Text segment:
☆ ☆ ☆ ☆ ☆ ☆ ☆

Thoughts? When it comes to
perpetrators of the worst of the worse violent criminal behavior, oftentimes committed with illegal firearms - receiving "kid glove" treatment after arrest makes me shake my head in wonderment. I think most of us grew up having no problem whatsoever with someone convicted of horrific violent criminal acts receiving profoundly long "you're goddam right it is harsh" corrective sentences. Rehabilitation chances slim. Recidivism upon release highly likely. It breaks my heart when the inevitable headlines of "Violent criminal released on (you choose: bail, early, parole) arrested after (you choose: raping, robbing, murdering) again.
Looks like Baltimore is in recovery mode after an extended debacle of plea bargaining madness, obscene bail reform, early release insanity, and magical wishful thinking that the worst of the worst "criminals won't re-criminal".
Voted out:
https://www.mdpolicy.org/research/detai ... ee-to-kill
Perhaps some Maryland posters hereabouts can weigh in on how Ms. Mosby - who was just convicted of perjury by the US Attorney's Office in Maryland - got elected in the first place.
Voted in:
Ivan Bates. Writer Dan Rodricks in The Baltimore Sun a few days ago caught up with Mr. Bates: Monday morning the Baltimore Police Department updated its year-over-year count of homicides and nonfatal shootings, reporting 240 people killed by others, 61 fewer than at the same point last year. In that time, 584 people were wounded by gunfire, 58 fewer than in 2022. That’s still too much death and pain. But, for a city that suffered through eight straight years of 300-plus homicides, ending 2023 with numbers south of that depressing mark must be regarded as a sign of progress in the city’s varied efforts to prevent violence.
Voters elected a new chief prosecutor last year, and Ivan Bates became Baltimore State’s Attorney on Jan. 3, succeeding Marilyn Mosby, whose two terms were marked by the high homicide counts. In Bates’ first year, which still has another month left in it, the State’s Attorney’s Office has recorded 125 guilty verdicts or pleas in homicide cases against 17 acquittals and three dismissals. That’s significantly ahead of the total for 2022, when there were 93 guilty verdicts or pleas in homicide cases. In an interview last week — edited here for length and clarity — I asked Bates about his first year in office.
What was the staff situation like when you took over?
I’d have to say, for a word to describe the office when I got here, they were demoralized. There were people who were beaten down, people who didn’t feel heard, people who didn’t want to be here, people who hated their jobs. They did the jobs, but they didn’t feel appreciated. I had homicide prosecutors carrying almost 30 open murder [cases] and 20 open investigations. They were working almost seven days a week.
You must have lost some people. That happens with every turnover.
We lost some. But we didn’t come in firing people. The senior people we wanted to keep, we were able to keep. … The most important speech that I’ve made wasn’t the speech that any television camera or community group saw. It was a speech I made in January inside Courtroom 400 to the people in the office: Why they needed to stay, why I wanted them to stay. But we lost some people. When I took over, there were about 134 lawyers. We’ve hired almost 60. Realistically, we need 220. We can go to City Hall to ask for additional [prosecutors], but we’re not in a position to do that until we’re able to do our job first.

☆ ☆ ☆ ☆ ☆ ☆ ☆

Records supplied:

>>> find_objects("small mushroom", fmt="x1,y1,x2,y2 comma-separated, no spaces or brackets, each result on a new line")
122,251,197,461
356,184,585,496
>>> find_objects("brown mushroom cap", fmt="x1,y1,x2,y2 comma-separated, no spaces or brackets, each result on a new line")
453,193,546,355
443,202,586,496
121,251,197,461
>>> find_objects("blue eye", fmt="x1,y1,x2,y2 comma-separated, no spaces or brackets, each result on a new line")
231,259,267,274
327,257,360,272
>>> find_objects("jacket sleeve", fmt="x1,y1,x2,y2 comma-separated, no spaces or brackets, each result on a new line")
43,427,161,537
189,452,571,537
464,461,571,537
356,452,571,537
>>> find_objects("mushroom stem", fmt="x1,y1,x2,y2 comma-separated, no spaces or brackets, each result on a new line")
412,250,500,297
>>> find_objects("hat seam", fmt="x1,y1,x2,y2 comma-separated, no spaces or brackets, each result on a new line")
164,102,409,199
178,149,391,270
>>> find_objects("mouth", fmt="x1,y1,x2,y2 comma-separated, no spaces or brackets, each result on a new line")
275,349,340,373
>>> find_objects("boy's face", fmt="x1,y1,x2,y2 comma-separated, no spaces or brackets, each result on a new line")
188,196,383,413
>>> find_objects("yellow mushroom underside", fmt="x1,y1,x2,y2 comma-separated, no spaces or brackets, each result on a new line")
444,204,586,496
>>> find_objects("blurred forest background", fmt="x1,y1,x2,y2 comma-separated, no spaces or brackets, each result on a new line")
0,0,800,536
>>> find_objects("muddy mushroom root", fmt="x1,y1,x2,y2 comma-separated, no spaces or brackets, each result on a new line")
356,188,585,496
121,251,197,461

☆ ☆ ☆ ☆ ☆ ☆ ☆

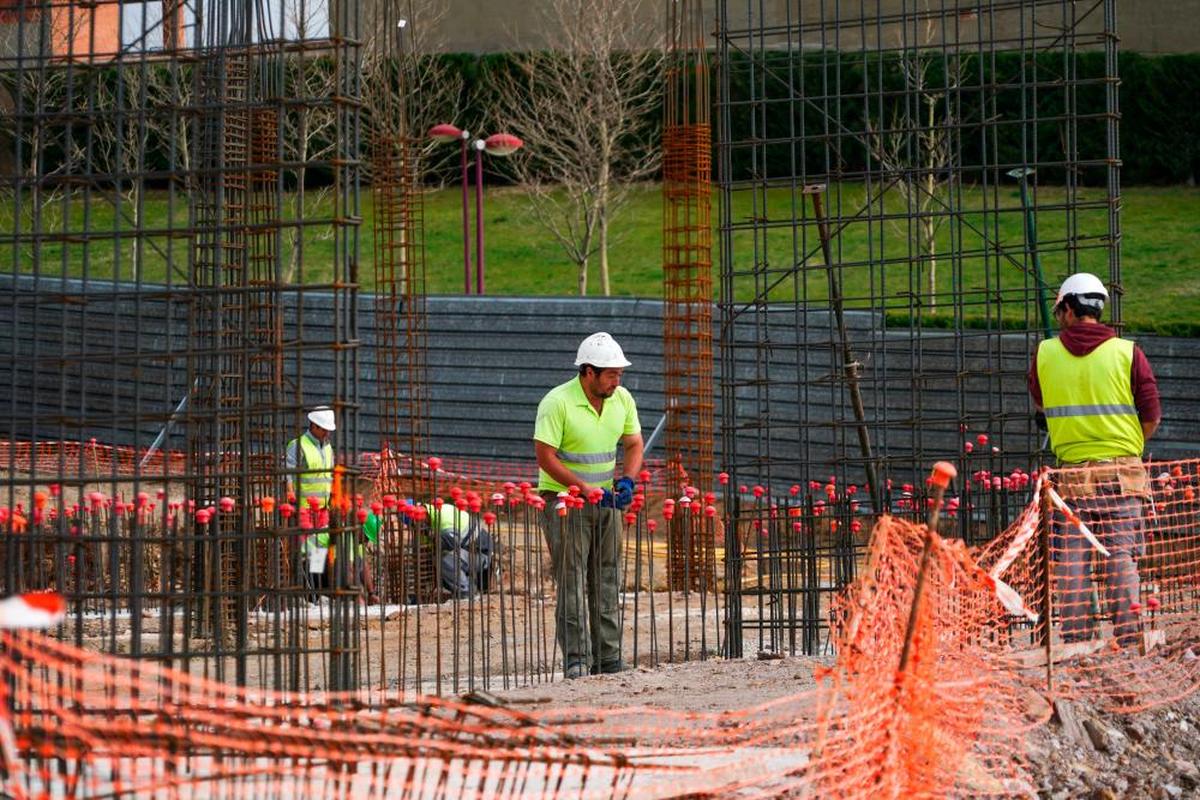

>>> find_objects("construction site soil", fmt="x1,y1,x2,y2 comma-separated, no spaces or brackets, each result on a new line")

☆ ☆ ☆ ☆ ☆ ☆ ☆

The problem:
Name every person identified by name in the Baltimore crime post above.

Worked solution:
Marilyn Mosby, Ivan Bates, Dan Rodricks